Answer these questions using the text below about Ryan and Rand:
(a) In what publication did Benjamin Wiker write in August?
(b) Who interviewed Ryan on April 26, and for which outlet?
(c) What thinker did Ryan name as the one he would rather be given instead of Ayn Rand?

**TEXT SECTION**
::::::

Conservative Catholics, who have more obstacles between themselves and open Randianism, had a tougher time responding to this story. In August, Benjamin Wiker wrote in the National Catholic Register, “It isn’t enough for Ryan to say that, on the one hand, he rejects her objectivism, but on the other, that he affirms her moral case for capitalism—because her moral case for capitalism is rooted in her objectivism.”

Ryan himself had little use for pesky points like Wiker’s. “I reject [Rand’s] philosophy,” he told National Review’s Robert Costa in an April 26 interview. “It’s an atheist philosophy. It reduces human interactions down to mere contracts and it is antithetical to my worldview. If somebody is going to try to paste a person’s view on epistemology to me, then give me Thomas Aquinas. Don’t give me Ayn Rand.”

But the great scholastic theologian proved to be almost as big a problem for Ryan as Rand had been: The broken-field running was all too easy to spot.

::::::

**INPUT DATA**
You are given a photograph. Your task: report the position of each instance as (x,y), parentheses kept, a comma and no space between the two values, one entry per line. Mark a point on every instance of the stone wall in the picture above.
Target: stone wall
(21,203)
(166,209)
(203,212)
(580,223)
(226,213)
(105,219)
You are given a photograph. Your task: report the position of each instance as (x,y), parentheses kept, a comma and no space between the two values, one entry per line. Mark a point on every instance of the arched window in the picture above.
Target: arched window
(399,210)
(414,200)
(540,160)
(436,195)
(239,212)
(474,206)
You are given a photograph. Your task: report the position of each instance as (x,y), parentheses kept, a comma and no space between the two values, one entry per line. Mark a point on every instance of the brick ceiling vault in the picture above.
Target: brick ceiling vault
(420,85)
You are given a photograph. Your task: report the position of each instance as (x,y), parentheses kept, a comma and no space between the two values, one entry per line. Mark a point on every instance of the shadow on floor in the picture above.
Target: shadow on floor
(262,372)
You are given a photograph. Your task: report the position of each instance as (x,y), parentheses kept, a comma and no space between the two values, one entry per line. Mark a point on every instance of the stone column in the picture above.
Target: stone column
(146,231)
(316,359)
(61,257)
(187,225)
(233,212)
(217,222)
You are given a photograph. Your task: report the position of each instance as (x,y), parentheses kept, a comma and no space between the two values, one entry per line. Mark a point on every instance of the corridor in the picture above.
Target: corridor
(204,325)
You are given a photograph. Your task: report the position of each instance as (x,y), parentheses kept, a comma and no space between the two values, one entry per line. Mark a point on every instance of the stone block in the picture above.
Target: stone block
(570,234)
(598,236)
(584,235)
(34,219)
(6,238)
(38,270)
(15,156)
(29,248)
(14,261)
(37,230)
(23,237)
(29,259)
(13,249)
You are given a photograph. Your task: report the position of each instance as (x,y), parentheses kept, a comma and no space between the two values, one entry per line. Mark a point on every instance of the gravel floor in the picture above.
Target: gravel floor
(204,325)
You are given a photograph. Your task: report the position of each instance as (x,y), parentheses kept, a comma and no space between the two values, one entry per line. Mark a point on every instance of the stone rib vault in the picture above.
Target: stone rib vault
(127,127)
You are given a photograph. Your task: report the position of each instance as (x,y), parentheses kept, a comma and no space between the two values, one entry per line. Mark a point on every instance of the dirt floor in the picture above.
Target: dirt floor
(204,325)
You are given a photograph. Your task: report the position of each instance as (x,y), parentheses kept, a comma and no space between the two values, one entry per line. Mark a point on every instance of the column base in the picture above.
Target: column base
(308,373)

::::::

**SOLUTION TO THIS PROBLEM**
(a) The National Catholic Register.
(b) Robert Costa of National Review.
(c) Thomas Aquinas.